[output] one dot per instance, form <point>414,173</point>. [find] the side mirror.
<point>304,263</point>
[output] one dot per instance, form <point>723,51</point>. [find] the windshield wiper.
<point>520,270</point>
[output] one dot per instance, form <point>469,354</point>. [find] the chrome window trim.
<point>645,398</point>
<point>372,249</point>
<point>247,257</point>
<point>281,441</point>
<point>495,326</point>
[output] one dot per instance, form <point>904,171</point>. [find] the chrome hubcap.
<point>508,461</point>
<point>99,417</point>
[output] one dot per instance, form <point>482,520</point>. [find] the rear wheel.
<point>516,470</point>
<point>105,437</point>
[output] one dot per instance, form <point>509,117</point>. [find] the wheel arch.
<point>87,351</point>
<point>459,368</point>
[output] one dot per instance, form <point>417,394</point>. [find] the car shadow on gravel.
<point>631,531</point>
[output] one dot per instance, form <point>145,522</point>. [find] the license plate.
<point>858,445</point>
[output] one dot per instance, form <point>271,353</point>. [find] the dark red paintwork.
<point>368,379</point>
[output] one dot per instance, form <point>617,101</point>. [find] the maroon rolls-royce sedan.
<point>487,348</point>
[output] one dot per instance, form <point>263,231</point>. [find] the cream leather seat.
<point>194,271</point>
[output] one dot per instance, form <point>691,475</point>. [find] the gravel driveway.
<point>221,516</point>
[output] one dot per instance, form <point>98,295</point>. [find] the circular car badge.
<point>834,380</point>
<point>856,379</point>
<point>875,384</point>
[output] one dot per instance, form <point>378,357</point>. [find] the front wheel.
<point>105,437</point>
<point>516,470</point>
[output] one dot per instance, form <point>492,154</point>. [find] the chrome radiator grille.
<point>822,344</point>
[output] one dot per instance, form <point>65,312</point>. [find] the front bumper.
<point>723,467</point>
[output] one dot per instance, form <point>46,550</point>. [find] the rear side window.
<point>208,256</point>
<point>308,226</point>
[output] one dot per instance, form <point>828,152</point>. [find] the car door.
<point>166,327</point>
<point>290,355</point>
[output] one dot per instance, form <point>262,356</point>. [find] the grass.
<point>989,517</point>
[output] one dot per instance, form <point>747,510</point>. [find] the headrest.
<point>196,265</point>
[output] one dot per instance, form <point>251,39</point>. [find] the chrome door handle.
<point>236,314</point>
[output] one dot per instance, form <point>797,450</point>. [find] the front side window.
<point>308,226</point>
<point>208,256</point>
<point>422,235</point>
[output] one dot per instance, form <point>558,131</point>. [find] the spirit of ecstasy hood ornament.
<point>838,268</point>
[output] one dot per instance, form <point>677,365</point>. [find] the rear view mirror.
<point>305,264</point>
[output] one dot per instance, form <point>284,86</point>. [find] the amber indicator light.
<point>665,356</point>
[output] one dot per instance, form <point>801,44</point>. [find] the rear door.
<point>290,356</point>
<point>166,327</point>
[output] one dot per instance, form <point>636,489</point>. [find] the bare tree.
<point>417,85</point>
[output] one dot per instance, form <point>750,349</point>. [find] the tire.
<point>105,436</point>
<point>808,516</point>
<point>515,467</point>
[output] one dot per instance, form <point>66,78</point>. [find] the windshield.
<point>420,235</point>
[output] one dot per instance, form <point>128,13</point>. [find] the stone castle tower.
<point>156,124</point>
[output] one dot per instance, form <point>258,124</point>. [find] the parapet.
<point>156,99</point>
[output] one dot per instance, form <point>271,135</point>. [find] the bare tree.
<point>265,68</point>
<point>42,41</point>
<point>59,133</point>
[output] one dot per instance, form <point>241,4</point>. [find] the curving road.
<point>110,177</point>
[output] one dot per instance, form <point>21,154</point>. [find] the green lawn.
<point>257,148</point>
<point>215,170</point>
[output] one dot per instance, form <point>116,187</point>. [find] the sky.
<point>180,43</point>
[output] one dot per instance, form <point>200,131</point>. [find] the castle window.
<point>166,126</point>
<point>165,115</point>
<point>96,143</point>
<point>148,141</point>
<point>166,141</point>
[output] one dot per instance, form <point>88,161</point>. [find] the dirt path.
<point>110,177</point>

What to produce.
Retype the material above line for line, changing no character.

Solution below.
[output] one dot per instance, form <point>414,173</point>. [find] the side mirror.
<point>304,263</point>
[output] one dot per instance, form <point>723,51</point>. [find] the windshield wiper.
<point>520,270</point>
[output] one dot per instance, form <point>469,354</point>. [find] the chrome window trim.
<point>645,398</point>
<point>372,249</point>
<point>247,257</point>
<point>281,441</point>
<point>495,326</point>
[output] one dot per instance, form <point>904,171</point>. [find] the chrome hubcap.
<point>508,461</point>
<point>99,417</point>
[output] one dot per instance, form <point>482,520</point>. [find] the rear wheel.
<point>516,470</point>
<point>105,437</point>
[output] one dot per instance, form <point>509,117</point>. [find] the wheel arch.
<point>87,351</point>
<point>459,368</point>
[output] one dot per instance, form <point>417,394</point>. [find] the car shadow on gravel.
<point>631,531</point>
[output] one dot per instance, form <point>145,522</point>. [find] the license plate.
<point>858,445</point>
[output] one dot per instance, form <point>271,353</point>. [find] the dark red paintwork.
<point>368,379</point>
[output] one dot per instance, form <point>617,101</point>. [find] the maroon rolls-royce sedan.
<point>487,348</point>
[output] one dot per instance, form <point>263,231</point>. [find] the cream leather seat.
<point>194,271</point>
[output] one dot per instance, form <point>691,475</point>. [find] the gravel driveway.
<point>221,516</point>
[output] one dot per instance, form <point>98,295</point>. [find] the circular car badge.
<point>834,380</point>
<point>856,379</point>
<point>875,384</point>
[output] one dot per instance, form <point>378,357</point>. [find] the front wheel.
<point>105,437</point>
<point>516,470</point>
[output] one dot per instance, form <point>492,154</point>. [find] the chrome radiator grille.
<point>822,344</point>
[output] one dot per instance, form <point>65,312</point>. [find] the front bumper.
<point>723,467</point>
[output] one dot per instance, form <point>46,550</point>. [find] the rear side window.
<point>208,256</point>
<point>308,226</point>
[output] one dot per instance, form <point>828,152</point>. [find] the car door.
<point>166,327</point>
<point>290,355</point>
[output] one dot per instance, form <point>262,356</point>. [find] the grass.
<point>989,517</point>
[output] one dot per instance, form <point>747,510</point>. [find] the headrest.
<point>196,265</point>
[output] one dot per instance, form <point>251,39</point>. [find] the chrome door handle.
<point>236,314</point>
[output] one dot per instance, form <point>797,450</point>. [find] the front side window.
<point>308,226</point>
<point>208,256</point>
<point>422,235</point>
[output] one dot per instance, form <point>558,131</point>. [find] the spirit of ecstasy hood ornament.
<point>838,268</point>
[output] one dot per instance, form <point>677,365</point>. [find] the rear view mirror.
<point>305,264</point>
[output] one dot per instance, form <point>284,86</point>. [find] the amber indicator light.
<point>665,356</point>
[output] one dot per instance, form <point>801,44</point>. [find] the rear door.
<point>290,356</point>
<point>166,327</point>
[output] one dot per instance, form <point>636,489</point>. [find] the bare tree.
<point>417,85</point>
[output] one dot per instance, form <point>750,349</point>. [find] the tire.
<point>105,436</point>
<point>808,516</point>
<point>515,467</point>
[output] one dot per instance, form <point>66,78</point>. [find] the windshield.
<point>420,235</point>
[output] one dot per instance, form <point>128,13</point>. [find] the stone castle tower.
<point>156,124</point>
[output] one dot per instance, form <point>258,124</point>. [find] the parapet.
<point>156,99</point>
[output] one dot per instance, form <point>271,135</point>. [find] the bare tree.
<point>265,68</point>
<point>42,41</point>
<point>59,133</point>
[output] one dot per instance, form <point>241,4</point>. [find] the curving road.
<point>110,177</point>
[output] one dot per instance, form <point>21,154</point>. [find] the green lawn.
<point>257,148</point>
<point>215,170</point>
[output] one dot per instance, form <point>116,187</point>. [find] the sky.
<point>180,43</point>
[output] one dot per instance, form <point>200,131</point>. [find] the castle window.
<point>166,126</point>
<point>165,115</point>
<point>96,143</point>
<point>148,141</point>
<point>166,141</point>
[output] one dot per instance, form <point>88,161</point>. [find] the dirt path.
<point>110,177</point>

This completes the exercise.